▸ Given task
Name every interface or tool that the page excerpt on recursive loop detection below gives as a way to configure recursive loop detection for Lambda functions.

▸ Page excerpt
++++

Today we are introducing two new API actions for recursive loop detection:

GetFunctionRecursiveConfig returns details about a function’s recursive loop detection configuration.
PutFunctionRecursiveConfig sets the recursive loop detection configuration for a function. By default, recursive loop detection is turned ON for all functions.

How to use the new recursive loop detection APIs

You can configure recursive loop detection for Lambda functions through the Lambda Console, the AWS CLI, or Infrastructure as Code tools like AWS CloudFormation, AWS Serverless Application Model (AWS SAM), or AWS Cloud Development Kit (CDK). This new configuration option is supported in AWS SAM CLI version 1.123.0 and CDK v2.153.0.

If you turn recursive loop detection off for a function, the metric for RecursiveInvocationsDropped is no longer emitted for that function.

Turning off recursive loop detection on your function means that Lambda no longer prevents recursive invocations caused by misconfiguration. This may lead to unexpected usage and billing to your AWS account. You should explore alternate ways of architecting your workload that do not use recursive patterns. AWS recommends you exercise caution when turning off this guardrail feature.

Setting recursive loop detection configuration on a function using the Lambda Console

You can get recursive loop detection configuration in the AWS Lambda console:

In the AWS Lambda Console, navigate to the Functions page. Select the function that uses intentionally recursive patterns.
Select Configuration. You can find recursive loop detection controls under the Concurrency and recursion detection section.

Recursive loop detection controls in the Lambda console

Recursive loop detection is turned on by default for all functions. You can change the recursive loop detection configuration of a function by choosing Edit.
To turn off recursive loop detection for a function, select Allow recursive loops and select Save.

Setting to allow recursive loops

Setting recursive loop detection configuration using the AWS CLI

You can get the current recursion loop detection configuration of a Lambda function by using the following CLI command:

aws lambda get-function-recursion-config \
--region $AWS_REGION \
--function-name $FUNCTION_NAME

You can update the recursion loop detection configuration for a Lambda function by using the following CLI command:

aws lambda put-function-recursion-config \
--region $AWS_REGION \
--function-name $FUNCTION_NAME \
--recursive-loop Allow|Terminate

Make sure to set appropriate values for AWS_REGION and FUNCTION_NAME in the previous commands. Setting the put-function-recursion-config parameter to Allow turns off the default behavior of detecting recursive loops. Set this value to Terminate to switch back to default behavior.

++++

▸ Records from a dataset
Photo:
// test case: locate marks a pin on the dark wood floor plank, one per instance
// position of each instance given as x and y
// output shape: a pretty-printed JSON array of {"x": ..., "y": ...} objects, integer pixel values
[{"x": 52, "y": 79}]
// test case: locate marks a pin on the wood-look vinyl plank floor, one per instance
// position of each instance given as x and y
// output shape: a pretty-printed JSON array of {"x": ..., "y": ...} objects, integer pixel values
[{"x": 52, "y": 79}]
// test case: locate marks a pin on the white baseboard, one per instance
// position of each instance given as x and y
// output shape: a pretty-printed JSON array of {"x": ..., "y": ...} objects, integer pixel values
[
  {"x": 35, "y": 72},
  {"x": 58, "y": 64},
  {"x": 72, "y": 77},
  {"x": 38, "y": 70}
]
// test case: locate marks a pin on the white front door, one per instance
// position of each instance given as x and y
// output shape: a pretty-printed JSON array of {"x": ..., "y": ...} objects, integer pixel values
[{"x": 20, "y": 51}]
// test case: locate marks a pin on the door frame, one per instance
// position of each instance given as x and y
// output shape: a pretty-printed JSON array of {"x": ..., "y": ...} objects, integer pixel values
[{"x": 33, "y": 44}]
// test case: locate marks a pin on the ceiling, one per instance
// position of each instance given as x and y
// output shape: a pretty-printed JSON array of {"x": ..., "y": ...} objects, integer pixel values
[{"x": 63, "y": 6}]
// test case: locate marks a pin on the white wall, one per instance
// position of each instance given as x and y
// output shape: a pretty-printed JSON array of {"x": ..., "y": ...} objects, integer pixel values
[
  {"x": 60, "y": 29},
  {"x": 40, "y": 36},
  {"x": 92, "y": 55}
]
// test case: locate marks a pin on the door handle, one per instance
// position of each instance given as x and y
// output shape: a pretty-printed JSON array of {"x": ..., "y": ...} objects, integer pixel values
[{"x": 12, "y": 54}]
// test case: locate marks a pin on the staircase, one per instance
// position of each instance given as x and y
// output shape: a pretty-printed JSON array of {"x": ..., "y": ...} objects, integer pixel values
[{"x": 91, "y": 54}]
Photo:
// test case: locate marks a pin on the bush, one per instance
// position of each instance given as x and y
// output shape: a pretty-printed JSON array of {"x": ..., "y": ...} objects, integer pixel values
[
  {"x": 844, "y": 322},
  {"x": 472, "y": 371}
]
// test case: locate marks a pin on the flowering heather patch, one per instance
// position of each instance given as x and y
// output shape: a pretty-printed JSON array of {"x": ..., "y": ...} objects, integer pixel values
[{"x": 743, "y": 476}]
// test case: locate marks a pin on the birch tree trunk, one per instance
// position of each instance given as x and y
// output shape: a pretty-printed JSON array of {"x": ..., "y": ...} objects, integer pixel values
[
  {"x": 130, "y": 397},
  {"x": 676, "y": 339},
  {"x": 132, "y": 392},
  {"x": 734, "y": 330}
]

++++

▸ Reply to the exercise
- Lambda Console
- AWS CLI
- AWS CloudFormation
- AWS Serverless Application Model (AWS SAM)
- AWS Cloud Development Kit (CDK)